> Aim: Copy each of the rows below word for word, leaving nothing out.

> Given data:
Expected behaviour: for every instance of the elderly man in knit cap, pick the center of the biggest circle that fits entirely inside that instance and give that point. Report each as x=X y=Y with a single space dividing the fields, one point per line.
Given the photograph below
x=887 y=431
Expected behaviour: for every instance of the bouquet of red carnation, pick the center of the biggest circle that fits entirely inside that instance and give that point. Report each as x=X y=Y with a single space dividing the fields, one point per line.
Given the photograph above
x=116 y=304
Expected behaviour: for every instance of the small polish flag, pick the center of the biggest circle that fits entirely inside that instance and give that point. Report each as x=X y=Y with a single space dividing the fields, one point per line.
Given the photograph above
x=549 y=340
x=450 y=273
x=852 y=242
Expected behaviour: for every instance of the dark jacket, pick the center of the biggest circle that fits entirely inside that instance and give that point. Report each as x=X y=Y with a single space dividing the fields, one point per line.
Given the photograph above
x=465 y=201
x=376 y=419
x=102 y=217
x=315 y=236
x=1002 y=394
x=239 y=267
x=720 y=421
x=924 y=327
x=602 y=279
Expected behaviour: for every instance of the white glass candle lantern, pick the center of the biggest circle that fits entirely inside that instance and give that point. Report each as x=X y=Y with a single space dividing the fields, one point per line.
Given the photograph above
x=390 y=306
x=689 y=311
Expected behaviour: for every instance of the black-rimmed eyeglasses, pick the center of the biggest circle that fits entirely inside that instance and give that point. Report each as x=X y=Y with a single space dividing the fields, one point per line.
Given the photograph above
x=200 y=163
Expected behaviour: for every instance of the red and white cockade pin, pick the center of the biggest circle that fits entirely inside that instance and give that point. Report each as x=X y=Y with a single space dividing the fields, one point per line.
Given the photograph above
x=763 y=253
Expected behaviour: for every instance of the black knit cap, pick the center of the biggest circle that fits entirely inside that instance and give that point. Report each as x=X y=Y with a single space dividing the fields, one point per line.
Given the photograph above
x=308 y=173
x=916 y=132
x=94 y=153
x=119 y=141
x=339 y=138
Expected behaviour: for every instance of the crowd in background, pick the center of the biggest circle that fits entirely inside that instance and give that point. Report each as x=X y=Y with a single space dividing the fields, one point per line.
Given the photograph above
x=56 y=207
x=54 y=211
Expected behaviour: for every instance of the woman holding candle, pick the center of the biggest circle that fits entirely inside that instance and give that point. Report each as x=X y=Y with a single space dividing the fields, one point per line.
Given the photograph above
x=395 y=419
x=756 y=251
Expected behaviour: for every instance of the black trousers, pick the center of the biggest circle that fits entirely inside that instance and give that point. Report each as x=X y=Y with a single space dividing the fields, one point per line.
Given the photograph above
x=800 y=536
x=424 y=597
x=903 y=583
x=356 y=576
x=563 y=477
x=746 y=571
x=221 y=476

> Output for this exercise:
Expected behaviour: for every instance of the elderly man in knit cap, pick the center of the biggest circle that fits entirely inside that instance and give that point. Report each as x=X y=Y with a single space dividing the fields, one point per line.
Given the photograph below
x=887 y=431
Expected behaviour: for every instance of the bouquet of red carnation, pick the center of the biggest circle that fits entirely inside that instance and give that point. Report each as x=X y=Y with a single space dividing the fields, one point per line.
Given the photograph above
x=116 y=304
Expected behaviour: for every instance of the small polish flag, pick the center of the biggest circle that fits entirely inside that instance and give that point. Report each as x=X y=Y with a single space dividing the fields, one point per line.
Given the photograph above
x=549 y=340
x=450 y=273
x=852 y=242
Expected behaviour: for every instance of the dark jacket, pick the center of the biggest circle that fits entirely inside that instance and give that point. Report each as x=X y=Y with a single space dividing the fields, one point per line.
Given the photograph above
x=465 y=201
x=376 y=419
x=102 y=217
x=315 y=236
x=1002 y=394
x=239 y=267
x=720 y=421
x=924 y=327
x=602 y=279
Expected behaviour: for every instance of the white glass candle lantern, pick the center of the biggest circle that fits entirely inside that instance and give that point. Report each as x=X y=Y with a single space dividing the fields, one point per line.
Given the photograph above
x=390 y=306
x=689 y=311
Expected behaviour: for every instance of the black-rimmed eyeglasses, pick the center of the biggest circle that fits entirely inside that instance and give that point. Report each as x=X y=Y with a single space dividing the fields, one point per line.
Given the photograph above
x=200 y=163
Expected behaviour: for every instance of the red and white cockade pin, pick the center of the biggest circle that fits entirely inside that instance and give that point. Report each as x=X y=Y with a single space dividing the fields, one point per line.
Given the photograph above
x=763 y=253
Expected behaviour: for every instance of the black knit cap, pick the center of the biggest circle that fits entirely inside that instance and give that point. Report each as x=X y=Y with a single space dividing the fields, one point per line.
Given the photograph above
x=308 y=173
x=916 y=132
x=94 y=153
x=119 y=141
x=339 y=138
Expected behaviour: for every instance of the crowd in background, pick the center of the biggest circle that fits entirely inside that instance and give that point. Report each as x=X y=Y with a single space dividing the fields, one point per line.
Given the photograph above
x=56 y=207
x=54 y=211
Expected behaviour: for every instance of the woman holding candle, pick the center of the biggest circle that fits entirely inside that instance and give that point. Report each as x=X y=Y with a single space dividing the fields, one point per line.
Given the photograph above
x=395 y=419
x=756 y=251
Expected behaviour: for every instance of the black trousers, pick the center of the biggest circle that fits entirely inside that instance and give that point. Report each as x=X y=Y with a single space dividing the fields, one point per line.
Given the photograph above
x=800 y=536
x=424 y=597
x=903 y=583
x=356 y=576
x=563 y=477
x=746 y=571
x=221 y=476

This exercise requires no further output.